» What you will do: Starting at the line with "Target: dense forest" and running through the end of the rows, write those lines out again with their requests, shifting every coordinate in the answers up by 139.

+++ Listed entries +++

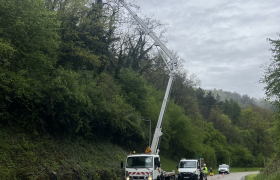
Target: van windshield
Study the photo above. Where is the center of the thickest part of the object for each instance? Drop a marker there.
(188, 164)
(139, 162)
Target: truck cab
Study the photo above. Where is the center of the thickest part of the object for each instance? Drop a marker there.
(142, 166)
(189, 169)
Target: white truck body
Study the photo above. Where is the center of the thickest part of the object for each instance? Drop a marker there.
(189, 169)
(145, 166)
(146, 171)
(224, 168)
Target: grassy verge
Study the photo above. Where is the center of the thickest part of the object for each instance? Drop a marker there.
(251, 177)
(25, 156)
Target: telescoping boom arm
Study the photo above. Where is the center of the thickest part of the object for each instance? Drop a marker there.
(171, 66)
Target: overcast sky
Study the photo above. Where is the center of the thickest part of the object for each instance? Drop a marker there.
(223, 42)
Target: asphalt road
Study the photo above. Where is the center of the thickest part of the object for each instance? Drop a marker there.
(231, 176)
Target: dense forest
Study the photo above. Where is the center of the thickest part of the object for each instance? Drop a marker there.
(84, 68)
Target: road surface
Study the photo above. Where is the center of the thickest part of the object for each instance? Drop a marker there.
(231, 176)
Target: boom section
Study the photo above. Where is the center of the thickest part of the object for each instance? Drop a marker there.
(171, 66)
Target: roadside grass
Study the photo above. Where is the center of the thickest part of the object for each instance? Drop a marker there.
(215, 170)
(27, 156)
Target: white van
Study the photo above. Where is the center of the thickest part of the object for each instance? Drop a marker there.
(224, 168)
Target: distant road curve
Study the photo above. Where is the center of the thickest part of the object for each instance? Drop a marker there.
(231, 176)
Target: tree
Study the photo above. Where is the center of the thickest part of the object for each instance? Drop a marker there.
(272, 73)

+++

» Written answer:
Target: dense forest
Study the photo above. Where is the center of the thickest part of the object for each instance? Drop a marker there.
(223, 207)
Target: road surface
Study the photo above. Where is the center of the thickest part of the object for each instance? Drop a marker there.
(370, 315)
Target: boom section
Study the photo above. Where is the center of the thickest part of the object for each instance? Drop a marker there.
(310, 205)
Target: roadside grass
Study the photo above. Where is the center of the thickest part of the object for each instance? Drop a marker there.
(354, 309)
(166, 295)
Target: white van
Study the photo above. Where is the center of the thickest part of the object for each instance? Drop a marker there.
(363, 307)
Target: distant road curve
Study the photo above. Where is the center of the thickest part of the object for each instance? Drop a marker there.
(370, 315)
Target: tree
Study the photo above. Where is the center of the thickest part of the object for each instance? Drop a marker there.
(411, 212)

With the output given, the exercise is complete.